■ REQUEST: According to the blog post on writing an action scene, what is the name of the magical energy field that Infused objects are connected to?

■ EXTRACTED TEXT:
# # #

Home » Uncategorized » How to Write an Action Scene (Part 3)

How to Write an Action Scene (Part 3)

Now it’s time to apply what we’ve learned. This is an action scene I wrote specifically for this blog. The magic in this world is fairly simple; it works by “Infusing” inanimate objects with a connection to a magical energy field called the Ether. Such objects are separated into two categories: Sinks that drain energy and Sources that emit energy. Each Infused weapon will drain/emit only one type of energy, and they are so labeled. “Heat-Sink, Heat-Source, Light-Sink, etc.”

So now that you understand the basics, it’s time to see how a character can think tactically in this system.


Dipping her hands into the basin, Desa splashed water over her face. She looked up to study herself in the mirror. Well, at least the sun’s out, she noted. If you’re going to die, it should be on a pretty day.

A round face of dark copper skin stared back at her, her dark eyes glittering in the light that came in through the window. Is it all just bravado, Kincaid? she wondered, her brow furrowing. Or can you follow through on your threats?

“Miss Kincaid?”

Desa winced, tossing her head about with enough force to send droplets of water flying. “Yes, Lommy,” she said, backing away from the washbasin. “I know. She’s here already, isn’t she?”

A glance over her shoulder revealed a young man standing just inside the door to her room, a young man dressed in tattered pants and a long brown duster. His face was hidden beneath the brim of a wide hat. “Yes, ma’am,” Lommy said with a nod. “Says your father sent her to clean up his mess.”

Clenching her teeth with a hiss, Desa hung her head. She pressed a fist to her brow and rubbed away the itch of sweat. “Well, at least Daddy notices me,” she muttered. “So, this assassin of his… What does she look like?”

Lommy looked up to blink at her. Unlike Desa, he had the pale features and golden hair of an Easterner. You might have expected him to prefer the company of his other Easterners – they tended to see themselves as superior to all other people – but Lommy was, in fact, quite different. “She’s tall, Ma’am,” he said. “Long, dark hair.”

# # #

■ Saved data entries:
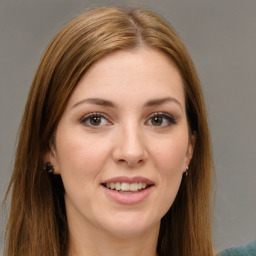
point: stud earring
(49, 168)
(186, 173)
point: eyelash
(164, 118)
(167, 117)
(89, 117)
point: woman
(114, 152)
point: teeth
(125, 186)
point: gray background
(221, 37)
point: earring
(49, 168)
(186, 173)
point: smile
(125, 187)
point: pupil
(157, 120)
(95, 120)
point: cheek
(80, 157)
(169, 156)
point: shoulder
(248, 250)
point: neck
(105, 244)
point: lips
(126, 190)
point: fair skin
(121, 148)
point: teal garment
(248, 250)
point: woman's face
(123, 143)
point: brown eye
(95, 120)
(157, 120)
(161, 120)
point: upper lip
(129, 180)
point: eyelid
(171, 119)
(93, 114)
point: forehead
(137, 74)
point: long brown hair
(37, 223)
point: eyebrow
(149, 103)
(157, 102)
(96, 101)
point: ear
(190, 150)
(51, 157)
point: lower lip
(132, 198)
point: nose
(130, 147)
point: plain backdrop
(221, 38)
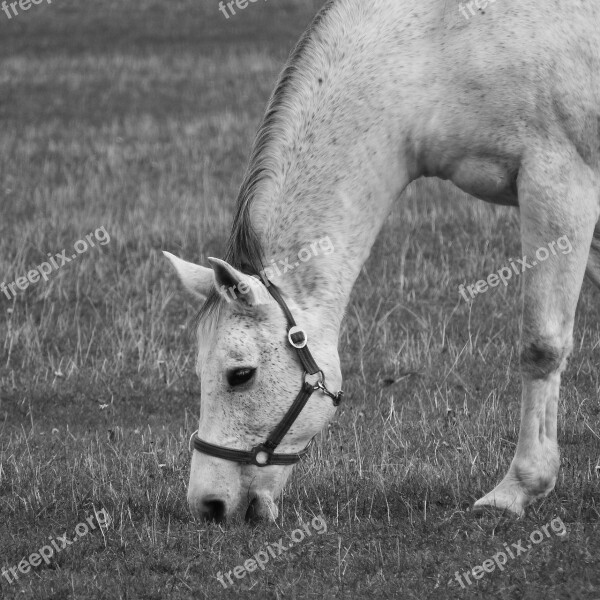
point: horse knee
(542, 357)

# # #

■ CORRECT OUTPUT: The Ether.